● Passage provided:
*** Begin section ***

Prime Minister Ehud Olmert: 'Israel Will Not Acquiesce In Iran's Acquiring Nuclear Weapons'

Likud Opposition Backs Government's Position Against Iran Going Nuclear

Israeli-Palestinian Negotiations On Core Issues Now Threatening Olmert's Coalition

Prime Minister Ehud Olmert has declared that Israel will not acquiesce in Iran developing nuclear weapons. Briefing the Knesset Foreign Affairs & Defense Committee, the Israeli leader repeated the long-standing position of the Jewish which Iranian President Mahmoud Achmadinejad threatens to wipe Israel off the map. Likud MK Silvan Shalom, a former foriegn minister, agreed that Israel must also consider the military option in confronting an Iranian nuclear threat but he was also convinced that stiffer sanctions could dissuade the Iranians as they had Libya and North Korea. Meanwhile, Israeli Foreign Minister Zippi Livni with Palestinian representative Ahmed Queira met in Jerusalem to start discussing the 'core issues' such as borders, security, Jerusalem, the refugees etc. But this could trigger the breakup of the current governmnent coalition.

Prime Minister Ehud Olmert (Photo: Amit Shabi)

*** End section ***

● Questions on the material:
[1] From the news item on Olmert and Iran, quote the passage starting with "Prime Minister Ehud Olmert has" and going on through "current governmnent coalition.".
[2] Answer these questions using the news item on Olmert and Iran:
(a) Which committee did Olmert brief?
(b) Which two countries does Silvan Shalom cite as having been dissuaded by sanctions?
(c) In which city did Zippi Livni and Ahmed Queira meet?

● Extracted data:
*** Begin section ***

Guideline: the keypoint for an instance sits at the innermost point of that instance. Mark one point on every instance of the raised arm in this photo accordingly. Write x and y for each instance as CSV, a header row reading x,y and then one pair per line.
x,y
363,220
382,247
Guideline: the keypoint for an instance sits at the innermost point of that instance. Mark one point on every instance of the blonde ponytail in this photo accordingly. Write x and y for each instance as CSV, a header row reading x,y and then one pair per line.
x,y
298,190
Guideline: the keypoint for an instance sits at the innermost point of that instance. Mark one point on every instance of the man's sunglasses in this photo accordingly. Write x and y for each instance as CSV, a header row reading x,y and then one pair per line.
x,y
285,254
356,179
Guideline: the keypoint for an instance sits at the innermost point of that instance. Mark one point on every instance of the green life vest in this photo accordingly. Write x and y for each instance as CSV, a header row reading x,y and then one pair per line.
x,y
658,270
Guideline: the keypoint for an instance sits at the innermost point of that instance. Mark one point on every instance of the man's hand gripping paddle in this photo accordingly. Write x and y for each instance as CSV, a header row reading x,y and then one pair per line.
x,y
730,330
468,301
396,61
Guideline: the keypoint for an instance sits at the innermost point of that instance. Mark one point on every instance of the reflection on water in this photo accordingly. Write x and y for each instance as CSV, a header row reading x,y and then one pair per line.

*** End section ***

● Solutions by task:
[1]
Prime Minister Ehud Olmert has declared that Israel will not acquiesce in Iran developing nuclear weapons. Briefing the Knesset Foreign Affairs & Defense Committee, the Israeli leader repeated the long-standing position of the Jewish which Iranian President Mahmoud Achmadinejad threatens to wipe Israel off the map. Likud MK Silvan Shalom, a former foriegn minister, agreed that Israel must also consider the military option in confronting an Iranian nuclear threat but he was also convinced that stiffer sanctions could dissuade the Iranians as they had Libya and North Korea. Meanwhile, Israeli Foreign Minister Zippi Livni with Palestinian representative Ahmed Queira met in Jerusalem to start discussing the 'core issues' such as borders, security, Jerusalem, the refugees etc. But this could trigger the breakup of the current governmnent coalition.

[2]
(a) The Knesset Foreign Affairs & Defense Committee
(b) Libya and North Korea
(c) Jerusalem